== Do this ==
Tally the lines in the items below that contain the string "bungalow", treating uppercase and lowercase as different. Reply with the number alone.

== Raw records ==
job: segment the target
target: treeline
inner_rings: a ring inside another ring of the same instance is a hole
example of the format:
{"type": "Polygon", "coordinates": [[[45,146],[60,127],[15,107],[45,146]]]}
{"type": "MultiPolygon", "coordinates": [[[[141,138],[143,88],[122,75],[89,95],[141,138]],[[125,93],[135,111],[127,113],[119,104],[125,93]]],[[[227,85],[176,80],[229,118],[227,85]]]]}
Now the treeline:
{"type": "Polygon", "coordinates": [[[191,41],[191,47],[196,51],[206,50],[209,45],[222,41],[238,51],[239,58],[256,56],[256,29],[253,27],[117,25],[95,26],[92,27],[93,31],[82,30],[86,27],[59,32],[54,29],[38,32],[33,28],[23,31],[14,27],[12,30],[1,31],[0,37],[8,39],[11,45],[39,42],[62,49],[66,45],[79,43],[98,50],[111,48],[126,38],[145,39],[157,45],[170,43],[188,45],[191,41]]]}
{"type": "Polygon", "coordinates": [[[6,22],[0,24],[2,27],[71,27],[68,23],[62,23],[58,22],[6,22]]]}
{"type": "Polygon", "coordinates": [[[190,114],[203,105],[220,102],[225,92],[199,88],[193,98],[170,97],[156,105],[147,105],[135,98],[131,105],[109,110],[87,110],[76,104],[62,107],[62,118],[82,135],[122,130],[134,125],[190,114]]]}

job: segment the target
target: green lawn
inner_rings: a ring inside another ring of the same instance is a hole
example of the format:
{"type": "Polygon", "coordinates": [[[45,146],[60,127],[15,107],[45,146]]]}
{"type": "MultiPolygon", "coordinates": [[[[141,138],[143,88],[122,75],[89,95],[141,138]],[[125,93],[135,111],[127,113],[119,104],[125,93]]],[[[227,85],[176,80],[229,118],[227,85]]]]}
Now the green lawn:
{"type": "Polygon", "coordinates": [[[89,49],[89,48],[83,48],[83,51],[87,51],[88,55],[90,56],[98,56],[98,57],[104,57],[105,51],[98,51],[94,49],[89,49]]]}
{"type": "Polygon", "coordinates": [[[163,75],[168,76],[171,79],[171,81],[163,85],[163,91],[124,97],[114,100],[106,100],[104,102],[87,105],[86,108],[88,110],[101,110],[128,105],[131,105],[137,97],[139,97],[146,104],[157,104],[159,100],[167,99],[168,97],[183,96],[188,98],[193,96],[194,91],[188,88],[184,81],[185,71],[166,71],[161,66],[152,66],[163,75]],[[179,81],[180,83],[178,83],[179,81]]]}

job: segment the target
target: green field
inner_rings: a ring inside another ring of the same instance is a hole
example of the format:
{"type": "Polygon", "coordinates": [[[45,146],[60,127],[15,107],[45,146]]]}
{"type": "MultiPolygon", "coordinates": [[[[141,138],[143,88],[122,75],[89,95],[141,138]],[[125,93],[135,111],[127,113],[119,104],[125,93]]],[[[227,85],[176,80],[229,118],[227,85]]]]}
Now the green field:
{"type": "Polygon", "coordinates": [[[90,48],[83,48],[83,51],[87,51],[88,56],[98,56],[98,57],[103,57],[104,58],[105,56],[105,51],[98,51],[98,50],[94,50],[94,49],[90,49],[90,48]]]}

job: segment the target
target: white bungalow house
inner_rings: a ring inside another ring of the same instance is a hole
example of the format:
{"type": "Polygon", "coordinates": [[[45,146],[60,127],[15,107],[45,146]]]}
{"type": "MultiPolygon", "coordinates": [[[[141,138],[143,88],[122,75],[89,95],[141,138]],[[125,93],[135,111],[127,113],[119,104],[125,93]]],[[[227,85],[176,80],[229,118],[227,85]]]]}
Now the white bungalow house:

== Exercise output ==
2